■ WHAT THE TASK REQUIRES
Repeat the lines of the data exactly, from the first one through the one that contains "lookup blue and white area rug --output bbox".
____
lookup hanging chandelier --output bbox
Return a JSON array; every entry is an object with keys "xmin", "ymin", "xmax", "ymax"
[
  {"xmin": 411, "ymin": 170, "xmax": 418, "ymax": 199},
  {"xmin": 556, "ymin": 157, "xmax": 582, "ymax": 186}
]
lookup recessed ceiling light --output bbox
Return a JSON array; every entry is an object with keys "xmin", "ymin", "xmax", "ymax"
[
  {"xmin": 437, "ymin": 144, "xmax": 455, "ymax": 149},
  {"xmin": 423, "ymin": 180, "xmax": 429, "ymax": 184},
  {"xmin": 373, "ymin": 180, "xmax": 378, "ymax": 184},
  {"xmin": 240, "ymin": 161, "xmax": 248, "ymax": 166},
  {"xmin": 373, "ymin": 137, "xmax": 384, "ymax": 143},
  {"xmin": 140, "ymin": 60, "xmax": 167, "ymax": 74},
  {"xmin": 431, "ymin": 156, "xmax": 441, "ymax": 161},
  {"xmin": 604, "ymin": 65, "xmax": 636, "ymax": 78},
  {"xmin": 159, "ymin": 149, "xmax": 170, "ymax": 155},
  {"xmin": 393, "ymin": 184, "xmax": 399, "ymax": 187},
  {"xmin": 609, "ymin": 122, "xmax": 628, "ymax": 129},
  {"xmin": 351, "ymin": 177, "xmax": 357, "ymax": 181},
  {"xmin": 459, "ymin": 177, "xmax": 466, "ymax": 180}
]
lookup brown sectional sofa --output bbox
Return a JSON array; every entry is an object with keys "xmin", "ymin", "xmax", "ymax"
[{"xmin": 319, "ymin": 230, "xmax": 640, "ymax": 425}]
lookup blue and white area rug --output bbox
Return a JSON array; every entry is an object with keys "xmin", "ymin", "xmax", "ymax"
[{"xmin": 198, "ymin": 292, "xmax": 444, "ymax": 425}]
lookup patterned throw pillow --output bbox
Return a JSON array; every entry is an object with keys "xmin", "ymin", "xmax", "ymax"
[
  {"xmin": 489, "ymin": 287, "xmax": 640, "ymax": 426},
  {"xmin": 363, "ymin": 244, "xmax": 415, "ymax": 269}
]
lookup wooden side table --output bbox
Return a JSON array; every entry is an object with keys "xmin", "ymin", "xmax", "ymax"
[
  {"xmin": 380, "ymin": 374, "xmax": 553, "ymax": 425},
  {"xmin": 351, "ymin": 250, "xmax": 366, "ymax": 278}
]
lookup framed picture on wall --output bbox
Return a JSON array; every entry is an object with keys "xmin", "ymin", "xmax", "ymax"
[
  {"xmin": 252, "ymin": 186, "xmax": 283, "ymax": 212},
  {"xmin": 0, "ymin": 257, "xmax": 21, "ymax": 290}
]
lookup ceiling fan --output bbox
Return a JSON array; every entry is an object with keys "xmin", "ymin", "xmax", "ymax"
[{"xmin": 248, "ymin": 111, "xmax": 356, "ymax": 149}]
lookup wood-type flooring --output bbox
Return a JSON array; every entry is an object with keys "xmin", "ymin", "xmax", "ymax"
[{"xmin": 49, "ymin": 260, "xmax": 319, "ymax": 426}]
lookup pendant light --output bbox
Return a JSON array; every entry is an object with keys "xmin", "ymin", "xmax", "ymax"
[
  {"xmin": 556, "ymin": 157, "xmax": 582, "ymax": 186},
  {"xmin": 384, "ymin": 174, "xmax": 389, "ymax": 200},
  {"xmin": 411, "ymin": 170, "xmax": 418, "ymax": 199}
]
____
■ COMPLETED TASK
lookup hanging chandelier --output bbox
Return a JSON array; every entry is an object with keys "xmin", "ymin", "xmax", "ymax"
[
  {"xmin": 411, "ymin": 170, "xmax": 418, "ymax": 199},
  {"xmin": 556, "ymin": 157, "xmax": 582, "ymax": 186}
]
lookup recessed ceiling light --output bbox
Return a JSON array; every entry is an object with keys "xmin", "ymin", "xmax", "ymax"
[
  {"xmin": 437, "ymin": 144, "xmax": 455, "ymax": 149},
  {"xmin": 423, "ymin": 180, "xmax": 429, "ymax": 184},
  {"xmin": 373, "ymin": 180, "xmax": 378, "ymax": 184},
  {"xmin": 240, "ymin": 161, "xmax": 248, "ymax": 166},
  {"xmin": 373, "ymin": 137, "xmax": 384, "ymax": 143},
  {"xmin": 140, "ymin": 60, "xmax": 167, "ymax": 74},
  {"xmin": 431, "ymin": 156, "xmax": 441, "ymax": 161},
  {"xmin": 604, "ymin": 65, "xmax": 636, "ymax": 78},
  {"xmin": 159, "ymin": 149, "xmax": 170, "ymax": 155},
  {"xmin": 393, "ymin": 184, "xmax": 399, "ymax": 187},
  {"xmin": 609, "ymin": 122, "xmax": 628, "ymax": 129},
  {"xmin": 351, "ymin": 177, "xmax": 357, "ymax": 181},
  {"xmin": 459, "ymin": 177, "xmax": 466, "ymax": 180}
]
lookup brown sectional sofa --output bbox
Return a JSON array; every entry is an object with keys "xmin", "ymin", "xmax", "ymax"
[{"xmin": 319, "ymin": 230, "xmax": 640, "ymax": 425}]
lookup blue and white area rug --output bbox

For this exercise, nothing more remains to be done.